• _本演習の課題_
1. 詩人ムチャーリ氏に関する抜粋本文のうち、「4  「アフリカの魂」うたう詩人ムチャーリ氏」から「蛮人」として見おろし始めた。」に至るまでをすべて、一字一句違えずに出力してください。
2. 詩人ムチャーリ氏に関する抜粋本文によれば、同氏の処女詩集の題名は何ですか。

• _抜粋本文_
● ● ● ● ● ● ●

4  「アフリカの魂」うたう詩人ムチャーリ氏
 こうした「意識変革」運動に、火をつけたのが、詩人のムチャーリ氏である。氏の処女詩集『牛皮のドラムのひびき』は、人々を、自分たちの優れた「文化」に目覚めさせた。白人によって破壊された、原点たる「アフリカの魂」を思い出させた。
 私どもでいえば、御書に仰せどおりの「日蓮大聖人の御精神」にあたろう。
 彼はアフリカの同胞に呼びかける。
5   わたしは話そう そなたの高価な遺産のことを
  征服者たちが踏み荒らし 伝道師たちが破壊してしもうた
     そなたらの栄光の 過去のことを(前掲『アフリカ抱擁』)
6  彼の詩によって、とくに若者たちが、魂を揺さぶられた。
 白人を恐れ、白人を見習うことはやめよう―ありのままの尊厳な「人間」として生きよう!
 彼らは「誇り」を表明し始めた。
 「自由な自我」の境涯までみずからを高め、白人を「哀れな野蛮人」として見おろし始めた。
 まさに彼の詩は、人間解放の武器であった。
 この変化は重大だった。主人への下僕の反乱とは違うのである。限られた組織的運動のみとも異なる。お願いして待遇を変えるのでもない。海のごとく、広範な青年たちのエネルギーが燃え始めたのだ。
 「人間」としての「誇り」が燃えているのだ。こうなっては、いかなる政府も抑えきれるものではない。人々が自分の尊厳を心から自覚した時、歴史は大きく回転を始めたのだ。

● ● ● ● ● ● ●

• _提供データ_
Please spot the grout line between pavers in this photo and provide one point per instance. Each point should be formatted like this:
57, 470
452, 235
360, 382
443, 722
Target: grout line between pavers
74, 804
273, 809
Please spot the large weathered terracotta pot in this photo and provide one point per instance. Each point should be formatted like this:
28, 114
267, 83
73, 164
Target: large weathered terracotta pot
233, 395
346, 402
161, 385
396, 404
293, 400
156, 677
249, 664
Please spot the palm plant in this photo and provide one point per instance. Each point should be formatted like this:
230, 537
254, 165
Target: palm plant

● ● ● ● ● ● ●

• _記述解答_
1.
4  「アフリカの魂」うたう詩人ムチャーリ氏
 こうした「意識変革」運動に、火をつけたのが、詩人のムチャーリ氏である。氏の処女詩集『牛皮のドラムのひびき』は、人々を、自分たちの優れた「文化」に目覚めさせた。白人によって破壊された、原点たる「アフリカの魂」を思い出させた。
 私どもでいえば、御書に仰せどおりの「日蓮大聖人の御精神」にあたろう。
 彼はアフリカの同胞に呼びかける。
5   わたしは話そう そなたの高価な遺産のことを
  征服者たちが踏み荒らし 伝道師たちが破壊してしもうた
     そなたらの栄光の 過去のことを(前掲『アフリカ抱擁』)
6  彼の詩によって、とくに若者たちが、魂を揺さぶられた。
 白人を恐れ、白人を見習うことはやめよう―ありのままの尊厳な「人間」として生きよう!
 彼らは「誇り」を表明し始めた。
 「自由な自我」の境涯までみずからを高め、白人を「哀れな野蛮人」として見おろし始めた。

2. 『牛皮のドラムのひびき』です。